**DOCUMENT EXCERPT:**

****************

The crimes occurred during production of a television series called “Hell on the Highway: Highway Heroes.”
On Nov. 2, William Earnest Slade III was sentenced to 45 days in Plumas County Jail as well as $1,734 in fines, $4,612 in restitution and three years of formal probation for his part in dumping hazardous waste onto Highway 70 in Portola near a drainage to the Feather River.
His former employer, Elizabeth Cannon-Lynch, of Verdi, Nev., was sentenced in August to serve 100 hours of community service and pay $1,916 in fines.
Cannon-Lynch was ordered pay the same restitution as Slade regarding the cleanup of the hazardous waste spill. She was sentenced to three years of informal probation.
Cannon-Lynch ran a now-bankrupt towing company called Running Bear Towing at the time of the Feb. 7 incident. She received a call regarding a truck in Portola in which the driver had mixed diesel and unleaded fuel.
Although neither Cannon-Lynch, her employee Slade nor the company had any of the required permits and equipment to transport and dispose of hazardous waste, Slade nonetheless drove from Truckee to Reno to meet with Cannon-Lynch to secure gas money to get to Portola, as well as to secure an electric pump with which Slade could empty their client’s truck of hazardous fuel waste.
A television crew for the reality television program was following Slade and video-recording his actions and the conversations he had with Cannon-Lynch and others.
The district attorney’s office and the California Department of Fish and Game commended National Geographic television for providing investigator Warden Nick Buckler with a copy of the raw footage taken by the reality television crew.
District Attorney David Hollister said “the footage was invaluable in prosecuting the matter.”
Upon arrival in Portola, Slade used his electric pump to pump the hazardous fuel waste from the truck’s fuel tank to a Rubbermaid-style household garbage can.

****************

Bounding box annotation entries
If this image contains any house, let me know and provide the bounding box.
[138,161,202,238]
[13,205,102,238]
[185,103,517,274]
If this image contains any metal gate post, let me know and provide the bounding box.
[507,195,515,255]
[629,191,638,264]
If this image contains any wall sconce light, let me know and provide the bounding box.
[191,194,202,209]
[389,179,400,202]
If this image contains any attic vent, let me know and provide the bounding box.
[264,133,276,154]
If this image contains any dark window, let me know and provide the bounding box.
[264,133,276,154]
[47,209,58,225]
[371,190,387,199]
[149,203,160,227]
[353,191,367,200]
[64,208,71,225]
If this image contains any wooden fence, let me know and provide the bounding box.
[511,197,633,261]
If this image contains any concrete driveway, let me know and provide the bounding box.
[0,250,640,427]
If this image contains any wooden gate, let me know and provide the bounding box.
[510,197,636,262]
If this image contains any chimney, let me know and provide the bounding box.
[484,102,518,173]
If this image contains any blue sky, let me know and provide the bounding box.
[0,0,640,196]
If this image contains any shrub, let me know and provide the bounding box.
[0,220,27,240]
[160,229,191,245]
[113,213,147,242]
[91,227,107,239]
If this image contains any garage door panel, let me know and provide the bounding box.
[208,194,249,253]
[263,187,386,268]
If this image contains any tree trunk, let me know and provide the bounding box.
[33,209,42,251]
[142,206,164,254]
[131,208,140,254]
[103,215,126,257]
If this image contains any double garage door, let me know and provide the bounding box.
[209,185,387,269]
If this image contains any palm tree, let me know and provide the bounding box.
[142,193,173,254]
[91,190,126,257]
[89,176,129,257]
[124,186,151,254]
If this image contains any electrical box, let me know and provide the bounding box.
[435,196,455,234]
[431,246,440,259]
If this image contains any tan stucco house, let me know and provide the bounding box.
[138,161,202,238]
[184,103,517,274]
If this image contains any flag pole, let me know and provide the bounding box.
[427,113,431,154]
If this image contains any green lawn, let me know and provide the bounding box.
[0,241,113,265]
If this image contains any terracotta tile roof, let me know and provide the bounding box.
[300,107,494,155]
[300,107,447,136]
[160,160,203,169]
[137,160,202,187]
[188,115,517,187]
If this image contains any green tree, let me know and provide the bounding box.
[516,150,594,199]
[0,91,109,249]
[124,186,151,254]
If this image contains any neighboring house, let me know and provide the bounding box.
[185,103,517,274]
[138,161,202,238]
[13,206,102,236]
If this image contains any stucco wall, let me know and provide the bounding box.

****************

**WORK TO BE COMPLETED:** Reproduce the full news excerpt above about the Highway 70 hazardous waste case, word for word.

**WRITTEN RESPONSE:**
The crimes occurred during production of a television series called “Hell on the Highway: Highway Heroes.”
On Nov. 2, William Earnest Slade III was sentenced to 45 days in Plumas County Jail as well as $1,734 in fines, $4,612 in restitution and three years of formal probation for his part in dumping hazardous waste onto Highway 70 in Portola near a drainage to the Feather River.
His former employer, Elizabeth Cannon-Lynch, of Verdi, Nev., was sentenced in August to serve 100 hours of community service and pay $1,916 in fines.
Cannon-Lynch was ordered pay the same restitution as Slade regarding the cleanup of the hazardous waste spill. She was sentenced to three years of informal probation.
Cannon-Lynch ran a now-bankrupt towing company called Running Bear Towing at the time of the Feb. 7 incident. She received a call regarding a truck in Portola in which the driver had mixed diesel and unleaded fuel.
Although neither Cannon-Lynch, her employee Slade nor the company had any of the required permits and equipment to transport and dispose of hazardous waste, Slade nonetheless drove from Truckee to Reno to meet with Cannon-Lynch to secure gas money to get to Portola, as well as to secure an electric pump with which Slade could empty their client’s truck of hazardous fuel waste.
A television crew for the reality television program was following Slade and video-recording his actions and the conversations he had with Cannon-Lynch and others.
The district attorney’s office and the California Department of Fish and Game commended National Geographic television for providing investigator Warden Nick Buckler with a copy of the raw footage taken by the reality television crew.
District Attorney David Hollister said “the footage was invaluable in prosecuting the matter.”
Upon arrival in Portola, Slade used his electric pump to pump the hazardous fuel waste from the truck’s fuel tank to a Rubbermaid-style household garbage can.